Overview
Gemma 2 27B IT is a 27 billion parameter instruction-tuned model from Google, part of the Gemma family of lightweight, open models. It is a text-to-text, decoder-only large language model, available in English with open weights. The model was trained on a diverse dataset of 13 trillion tokens, including web documents, code, and mathematical text, to enhance its capabilities across various domains.
Key Capabilities
- Text Generation: Excels at generating creative text formats, code, marketing copy, and email drafts.
- Conversational AI: Suitable for powering chatbots, virtual assistants, and interactive applications.
- Text Summarization: Can generate concise summaries of documents, research papers, and reports.
- Reasoning: Demonstrates strong performance in reasoning tasks, as evidenced by benchmarks like MMLU (75.2) and GSM8K (74.0).
- Code Generation: Achieves a pass@1 score of 51.8 on HumanEval and 62.6 on MBPP, indicating proficiency in code-related tasks.

→ **Actions to take**:
1. Answer these questions using the Gemma 2 27B IT overview.
(a) How many tokens was the model trained on?
(b) What score does it report on MMLU?
(c) What pass@1 score does it achieve on MBPP?
2. List every benchmark the Gemma 2 27B IT overview names, each with the score it gives.
3. Carry on the Gemma 2 27B IT overview from its final line.

→ **Data for review**:

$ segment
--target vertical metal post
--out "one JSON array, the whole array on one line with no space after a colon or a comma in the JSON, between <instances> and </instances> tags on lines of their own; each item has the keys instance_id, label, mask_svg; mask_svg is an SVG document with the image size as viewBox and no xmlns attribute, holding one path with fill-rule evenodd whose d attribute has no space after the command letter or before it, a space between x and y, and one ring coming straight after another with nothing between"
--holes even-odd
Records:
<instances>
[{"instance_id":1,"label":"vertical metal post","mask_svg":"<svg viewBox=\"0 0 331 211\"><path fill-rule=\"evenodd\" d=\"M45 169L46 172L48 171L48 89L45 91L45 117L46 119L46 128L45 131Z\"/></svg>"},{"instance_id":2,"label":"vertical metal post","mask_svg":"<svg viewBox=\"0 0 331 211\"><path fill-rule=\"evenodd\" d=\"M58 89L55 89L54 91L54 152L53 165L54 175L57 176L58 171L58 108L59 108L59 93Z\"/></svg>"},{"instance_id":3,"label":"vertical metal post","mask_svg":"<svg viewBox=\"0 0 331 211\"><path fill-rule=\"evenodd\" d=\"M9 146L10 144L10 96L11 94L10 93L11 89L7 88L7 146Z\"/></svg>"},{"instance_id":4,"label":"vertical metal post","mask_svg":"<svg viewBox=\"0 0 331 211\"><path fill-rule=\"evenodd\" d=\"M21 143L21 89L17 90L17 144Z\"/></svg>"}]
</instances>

→ **Task-by-task answers**:
1.
(a) 13 trillion tokens
(b) 75.2
(c) 62.6

2.
- MMLU: 75.2
- GSM8K: 74.0
- HumanEval: 51.8 (pass@1)
- MBPP: 62.6 (pass@1)

3.
Training and Infrastructure
The model was trained on Google's latest generation [Tensor Processing Unit (TPU)][tpu] hardware (TPUv5p) using [JAX][jax] and [ML Pathways][ml-pathways]. This infrastructure provides significant computational power, memory, and scalability, contributing to the model's performance and efficiency.
Ethics and Safety
Google has implemented rigorous CSAM and sensitive data filtering during data preprocessing. The model underwent extensive ethics and safety evaluations, including red-teaming and benchmarks like RealToxicity and BBQ, to ensure adherence to internal policies and responsible AI development.